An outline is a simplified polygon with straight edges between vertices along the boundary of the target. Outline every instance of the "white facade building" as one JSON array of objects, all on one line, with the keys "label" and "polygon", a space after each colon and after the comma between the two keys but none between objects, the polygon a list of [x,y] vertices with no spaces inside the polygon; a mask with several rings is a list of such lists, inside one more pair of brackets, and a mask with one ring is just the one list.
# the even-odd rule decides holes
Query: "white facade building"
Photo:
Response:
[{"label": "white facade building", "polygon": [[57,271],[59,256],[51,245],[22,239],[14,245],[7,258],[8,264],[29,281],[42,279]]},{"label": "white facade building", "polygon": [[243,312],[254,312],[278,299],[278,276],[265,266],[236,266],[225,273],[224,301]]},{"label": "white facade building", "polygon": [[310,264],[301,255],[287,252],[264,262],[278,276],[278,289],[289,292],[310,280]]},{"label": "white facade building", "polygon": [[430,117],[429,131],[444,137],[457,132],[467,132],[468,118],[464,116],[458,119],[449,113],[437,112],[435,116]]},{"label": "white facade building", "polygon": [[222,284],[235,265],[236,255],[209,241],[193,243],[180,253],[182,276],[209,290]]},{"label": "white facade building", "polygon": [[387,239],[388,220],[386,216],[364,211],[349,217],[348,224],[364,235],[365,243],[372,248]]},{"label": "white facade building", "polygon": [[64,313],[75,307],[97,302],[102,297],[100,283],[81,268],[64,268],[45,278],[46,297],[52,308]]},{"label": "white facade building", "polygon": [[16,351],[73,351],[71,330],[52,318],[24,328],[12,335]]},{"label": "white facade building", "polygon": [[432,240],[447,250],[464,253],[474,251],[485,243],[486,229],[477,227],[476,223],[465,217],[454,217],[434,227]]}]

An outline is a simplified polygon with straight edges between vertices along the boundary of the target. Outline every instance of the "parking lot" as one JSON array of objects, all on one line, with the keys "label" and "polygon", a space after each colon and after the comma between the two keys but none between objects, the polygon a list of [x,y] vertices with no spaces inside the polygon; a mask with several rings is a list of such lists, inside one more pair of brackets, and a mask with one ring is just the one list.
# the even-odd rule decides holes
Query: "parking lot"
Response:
********
• **Directive**
Each line must be given again exactly as written above.

• **The response**
An outline is a simplified polygon with straight edges between vertices along the boundary of the target. Outline every instance of the "white facade building" as one JSON array of objects, all on one line, with the keys "label" and "polygon", a space after each colon and after the comma between the two keys but none between objects, the polygon a list of [x,y] vertices with no spaces inside the polygon; a mask with several rings is a list of such lists, inside one more pair of brackets, and a mask with one ring is just the one list.
# the even-odd rule decides holes
Query: "white facade building"
Photo:
Response:
[{"label": "white facade building", "polygon": [[57,271],[59,256],[51,245],[22,239],[14,245],[7,258],[8,264],[29,281],[42,279]]},{"label": "white facade building", "polygon": [[243,312],[254,312],[278,299],[278,276],[265,266],[236,266],[225,273],[224,301]]},{"label": "white facade building", "polygon": [[310,264],[301,255],[287,252],[264,262],[278,276],[278,289],[289,292],[310,280]]},{"label": "white facade building", "polygon": [[430,117],[429,131],[444,137],[457,132],[467,132],[468,118],[464,116],[458,119],[449,113],[437,112],[435,116]]},{"label": "white facade building", "polygon": [[222,284],[235,265],[236,255],[209,241],[193,243],[180,253],[182,276],[209,290]]},{"label": "white facade building", "polygon": [[387,239],[388,220],[386,216],[364,211],[349,217],[348,224],[364,235],[365,243],[372,248]]},{"label": "white facade building", "polygon": [[64,313],[75,307],[97,302],[102,297],[100,283],[81,268],[64,268],[45,278],[46,297],[52,308]]},{"label": "white facade building", "polygon": [[16,351],[73,351],[71,330],[52,318],[24,328],[12,335]]},{"label": "white facade building", "polygon": [[432,240],[447,250],[464,253],[474,251],[485,243],[486,229],[477,227],[476,223],[465,217],[454,217],[434,227]]}]

An outline is a simplified polygon with straight edges between vertices along the boundary of the target. Outline every instance of the "parking lot" as one JSON array of objects, all on one line, with the keys "label" and "polygon", a space after each colon and after the comma between the two keys but none between objects, the polygon a list of [x,y] vertices with no spaces inside the polygon; a mask with several rings is a list of such lists, inside one more pair of brackets, and a mask with one ring is just the one list.
# the even-odd rule decides holes
Query: "parking lot"
Response:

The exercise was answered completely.